• EXERCISE PROMPT:
Put the stretch of data below, from the start through the line containing "[(245, 283)]", into a Markdown table with the columns Row and Line. Give each line its own numbered row, skip blank lines, and leave out the pictures.

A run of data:
--------

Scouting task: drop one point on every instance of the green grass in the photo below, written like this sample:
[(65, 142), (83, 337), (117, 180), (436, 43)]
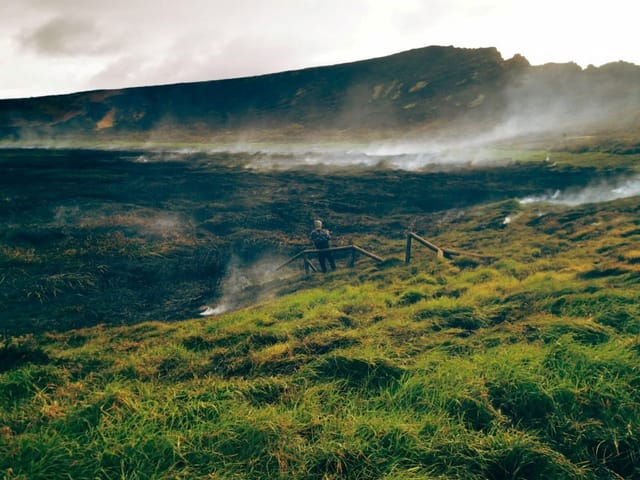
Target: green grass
[(521, 368)]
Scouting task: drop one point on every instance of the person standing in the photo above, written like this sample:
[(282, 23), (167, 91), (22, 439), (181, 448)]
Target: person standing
[(320, 238)]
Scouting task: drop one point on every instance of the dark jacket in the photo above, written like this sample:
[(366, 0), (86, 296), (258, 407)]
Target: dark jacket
[(320, 238)]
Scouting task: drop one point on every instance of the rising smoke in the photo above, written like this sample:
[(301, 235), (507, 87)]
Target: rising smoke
[(247, 284), (597, 193)]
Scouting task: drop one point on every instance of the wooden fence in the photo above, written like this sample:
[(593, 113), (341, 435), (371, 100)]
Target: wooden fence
[(353, 249), (441, 252)]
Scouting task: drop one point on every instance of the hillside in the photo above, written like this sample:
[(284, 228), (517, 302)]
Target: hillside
[(523, 367), (142, 207), (123, 236), (434, 90)]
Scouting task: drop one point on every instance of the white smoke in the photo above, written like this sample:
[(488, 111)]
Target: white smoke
[(246, 284), (603, 192)]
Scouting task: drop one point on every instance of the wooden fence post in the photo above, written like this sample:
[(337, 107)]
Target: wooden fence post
[(407, 255), (352, 262)]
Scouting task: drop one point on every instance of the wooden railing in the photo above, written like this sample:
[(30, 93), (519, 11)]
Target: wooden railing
[(353, 249), (441, 252)]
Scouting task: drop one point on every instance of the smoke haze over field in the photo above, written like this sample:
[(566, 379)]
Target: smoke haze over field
[(246, 284), (597, 193)]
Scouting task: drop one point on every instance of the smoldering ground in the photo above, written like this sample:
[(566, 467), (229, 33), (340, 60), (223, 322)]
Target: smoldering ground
[(245, 283)]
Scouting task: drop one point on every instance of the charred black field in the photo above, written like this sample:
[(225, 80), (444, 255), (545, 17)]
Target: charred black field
[(119, 237)]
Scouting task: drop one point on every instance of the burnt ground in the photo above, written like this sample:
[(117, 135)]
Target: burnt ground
[(119, 237)]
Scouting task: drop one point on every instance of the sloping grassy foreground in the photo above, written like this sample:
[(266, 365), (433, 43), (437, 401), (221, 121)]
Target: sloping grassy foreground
[(526, 367)]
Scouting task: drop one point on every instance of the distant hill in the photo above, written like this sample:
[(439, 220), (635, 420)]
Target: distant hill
[(433, 88)]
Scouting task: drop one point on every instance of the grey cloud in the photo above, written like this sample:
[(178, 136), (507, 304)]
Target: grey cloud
[(67, 37)]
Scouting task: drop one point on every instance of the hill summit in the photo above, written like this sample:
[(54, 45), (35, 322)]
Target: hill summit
[(432, 89)]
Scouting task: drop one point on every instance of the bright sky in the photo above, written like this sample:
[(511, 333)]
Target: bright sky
[(63, 46)]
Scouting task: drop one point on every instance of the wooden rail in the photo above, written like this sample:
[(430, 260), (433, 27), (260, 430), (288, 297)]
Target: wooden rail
[(440, 251), (354, 249)]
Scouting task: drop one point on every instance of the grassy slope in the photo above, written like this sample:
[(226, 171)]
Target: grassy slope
[(525, 367)]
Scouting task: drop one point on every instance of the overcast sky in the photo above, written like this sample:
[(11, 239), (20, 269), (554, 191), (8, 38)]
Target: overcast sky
[(63, 46)]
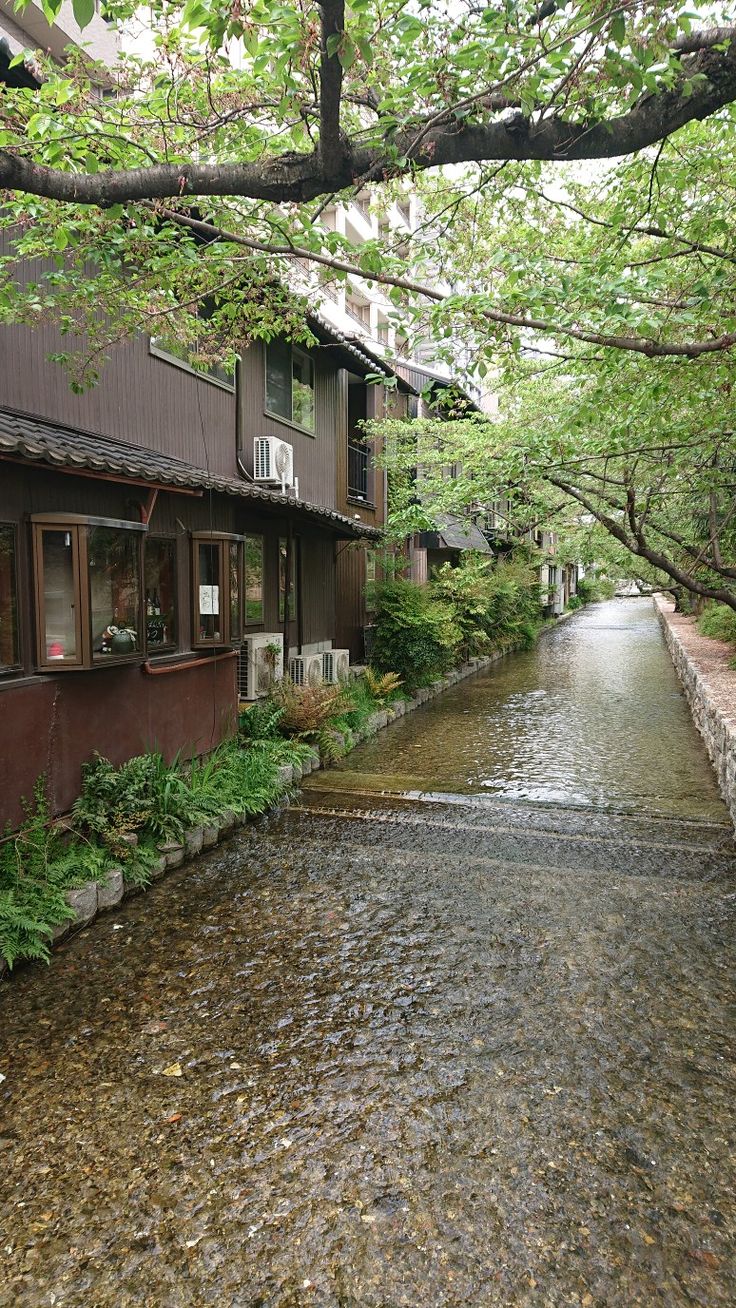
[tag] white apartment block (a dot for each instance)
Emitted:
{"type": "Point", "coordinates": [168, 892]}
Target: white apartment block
{"type": "Point", "coordinates": [30, 30]}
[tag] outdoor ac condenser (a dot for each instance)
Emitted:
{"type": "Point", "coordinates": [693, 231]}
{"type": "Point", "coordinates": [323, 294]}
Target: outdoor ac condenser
{"type": "Point", "coordinates": [260, 662]}
{"type": "Point", "coordinates": [306, 669]}
{"type": "Point", "coordinates": [273, 461]}
{"type": "Point", "coordinates": [336, 666]}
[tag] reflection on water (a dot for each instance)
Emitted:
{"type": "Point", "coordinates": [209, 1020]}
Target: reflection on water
{"type": "Point", "coordinates": [386, 1054]}
{"type": "Point", "coordinates": [594, 714]}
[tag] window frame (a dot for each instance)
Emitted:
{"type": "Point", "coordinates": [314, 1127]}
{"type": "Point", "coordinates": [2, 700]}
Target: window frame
{"type": "Point", "coordinates": [77, 527]}
{"type": "Point", "coordinates": [290, 574]}
{"type": "Point", "coordinates": [174, 644]}
{"type": "Point", "coordinates": [8, 669]}
{"type": "Point", "coordinates": [222, 539]}
{"type": "Point", "coordinates": [204, 372]}
{"type": "Point", "coordinates": [256, 621]}
{"type": "Point", "coordinates": [279, 417]}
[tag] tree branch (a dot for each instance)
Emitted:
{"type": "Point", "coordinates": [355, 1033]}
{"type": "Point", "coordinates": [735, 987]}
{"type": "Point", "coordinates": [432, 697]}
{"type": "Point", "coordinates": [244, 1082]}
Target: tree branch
{"type": "Point", "coordinates": [643, 551]}
{"type": "Point", "coordinates": [296, 177]}
{"type": "Point", "coordinates": [331, 85]}
{"type": "Point", "coordinates": [638, 345]}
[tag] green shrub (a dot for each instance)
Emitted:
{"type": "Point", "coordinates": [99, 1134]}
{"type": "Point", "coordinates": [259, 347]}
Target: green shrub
{"type": "Point", "coordinates": [494, 603]}
{"type": "Point", "coordinates": [416, 635]}
{"type": "Point", "coordinates": [35, 871]}
{"type": "Point", "coordinates": [719, 623]}
{"type": "Point", "coordinates": [260, 721]}
{"type": "Point", "coordinates": [591, 590]}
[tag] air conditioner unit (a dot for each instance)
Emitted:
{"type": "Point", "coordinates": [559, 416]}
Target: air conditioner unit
{"type": "Point", "coordinates": [336, 666]}
{"type": "Point", "coordinates": [260, 662]}
{"type": "Point", "coordinates": [306, 669]}
{"type": "Point", "coordinates": [273, 461]}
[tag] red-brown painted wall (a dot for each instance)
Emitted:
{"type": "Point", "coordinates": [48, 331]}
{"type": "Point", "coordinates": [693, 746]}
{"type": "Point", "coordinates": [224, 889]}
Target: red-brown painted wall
{"type": "Point", "coordinates": [52, 725]}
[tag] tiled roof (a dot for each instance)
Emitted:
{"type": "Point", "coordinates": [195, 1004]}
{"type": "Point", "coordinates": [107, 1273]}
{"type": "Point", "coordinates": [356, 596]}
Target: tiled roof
{"type": "Point", "coordinates": [357, 347]}
{"type": "Point", "coordinates": [63, 447]}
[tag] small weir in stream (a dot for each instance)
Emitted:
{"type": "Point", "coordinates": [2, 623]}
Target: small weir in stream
{"type": "Point", "coordinates": [451, 1031]}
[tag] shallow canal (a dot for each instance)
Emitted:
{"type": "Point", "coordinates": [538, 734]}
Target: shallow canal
{"type": "Point", "coordinates": [390, 1052]}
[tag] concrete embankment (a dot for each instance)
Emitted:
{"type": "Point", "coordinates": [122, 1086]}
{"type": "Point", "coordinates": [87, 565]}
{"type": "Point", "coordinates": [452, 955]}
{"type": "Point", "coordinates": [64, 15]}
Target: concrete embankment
{"type": "Point", "coordinates": [703, 669]}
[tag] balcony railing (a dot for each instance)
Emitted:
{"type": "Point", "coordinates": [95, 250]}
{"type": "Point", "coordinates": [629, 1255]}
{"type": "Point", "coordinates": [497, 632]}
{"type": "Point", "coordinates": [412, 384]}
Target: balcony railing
{"type": "Point", "coordinates": [357, 471]}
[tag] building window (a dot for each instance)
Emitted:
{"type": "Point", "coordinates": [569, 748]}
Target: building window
{"type": "Point", "coordinates": [235, 564]}
{"type": "Point", "coordinates": [289, 385]}
{"type": "Point", "coordinates": [288, 578]}
{"type": "Point", "coordinates": [160, 593]}
{"type": "Point", "coordinates": [88, 590]}
{"type": "Point", "coordinates": [9, 648]}
{"type": "Point", "coordinates": [114, 591]}
{"type": "Point", "coordinates": [218, 589]}
{"type": "Point", "coordinates": [254, 580]}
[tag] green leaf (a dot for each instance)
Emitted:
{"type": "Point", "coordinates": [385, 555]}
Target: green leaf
{"type": "Point", "coordinates": [84, 12]}
{"type": "Point", "coordinates": [618, 29]}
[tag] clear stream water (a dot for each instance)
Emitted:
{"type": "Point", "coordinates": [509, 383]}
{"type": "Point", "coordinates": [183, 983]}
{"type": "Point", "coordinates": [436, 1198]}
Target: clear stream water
{"type": "Point", "coordinates": [594, 714]}
{"type": "Point", "coordinates": [388, 1052]}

--------

• SOLUTION TO THE PROBLEM:
| Row | Line |
|---|---|
| 1 | Scouting task: drop one point on every instance of the green grass in the photo below, written like this sample: |
| 2 | [(65, 142), (83, 337), (117, 180), (436, 43)] |
| 3 | Target: green grass |
| 4 | [(521, 368)] |
| 5 | Scouting task: drop one point on every instance of the person standing in the photo above, written like this sample: |
| 6 | [(282, 23), (167, 91), (22, 439), (181, 448)] |
| 7 | Target: person standing |
| 8 | [(320, 238)] |
| 9 | Scouting task: drop one point on every instance of the dark jacket in the photo above, written like this sample: |
| 10 | [(366, 0), (86, 296), (258, 407)] |
| 11 | Target: dark jacket |
| 12 | [(320, 238)] |
| 13 | Scouting task: drop one point on every instance of the rising smoke in the photo above, written like this sample: |
| 14 | [(301, 235), (507, 87)] |
| 15 | Target: rising smoke |
| 16 | [(247, 284), (597, 193)] |
| 17 | Scouting task: drop one point on every instance of the wooden fence in the photo above, written like this sample: |
| 18 | [(593, 113), (341, 435), (371, 100)] |
| 19 | Target: wooden fence |
| 20 | [(353, 249), (441, 252)] |
| 21 | Scouting task: drop one point on every instance of the hillside in the photo above, written like this sample: |
| 22 | [(284, 228), (517, 302)] |
| 23 | Target: hillside |
| 24 | [(523, 367), (142, 207), (123, 236), (434, 90)] |
| 25 | Scouting task: drop one point on every instance of the white smoke in the photo above, written like this sample: |
| 26 | [(488, 111)] |
| 27 | Target: white smoke |
| 28 | [(246, 284), (603, 192)] |
| 29 | Scouting task: drop one point on every instance of the wooden fence post in the photo above, written like this sample: |
| 30 | [(337, 107)] |
| 31 | Target: wooden fence post |
| 32 | [(407, 255), (352, 262)] |
| 33 | Scouting task: drop one point on every instance of the wooden railing in the photo above, written like this sample: |
| 34 | [(30, 93), (519, 11)] |
| 35 | Target: wooden railing |
| 36 | [(353, 249), (441, 252)] |
| 37 | Scouting task: drop one point on every instance of the smoke haze over field in the photo above, written like this sample: |
| 38 | [(566, 379)] |
| 39 | Target: smoke haze over field |
| 40 | [(246, 284), (597, 193)] |
| 41 | Scouting task: drop one point on every instance of the smoldering ground in the photo above, written like this sample: |
| 42 | [(566, 467), (229, 33), (340, 60), (223, 322)] |
| 43 | Target: smoldering ground |
| 44 | [(245, 283)] |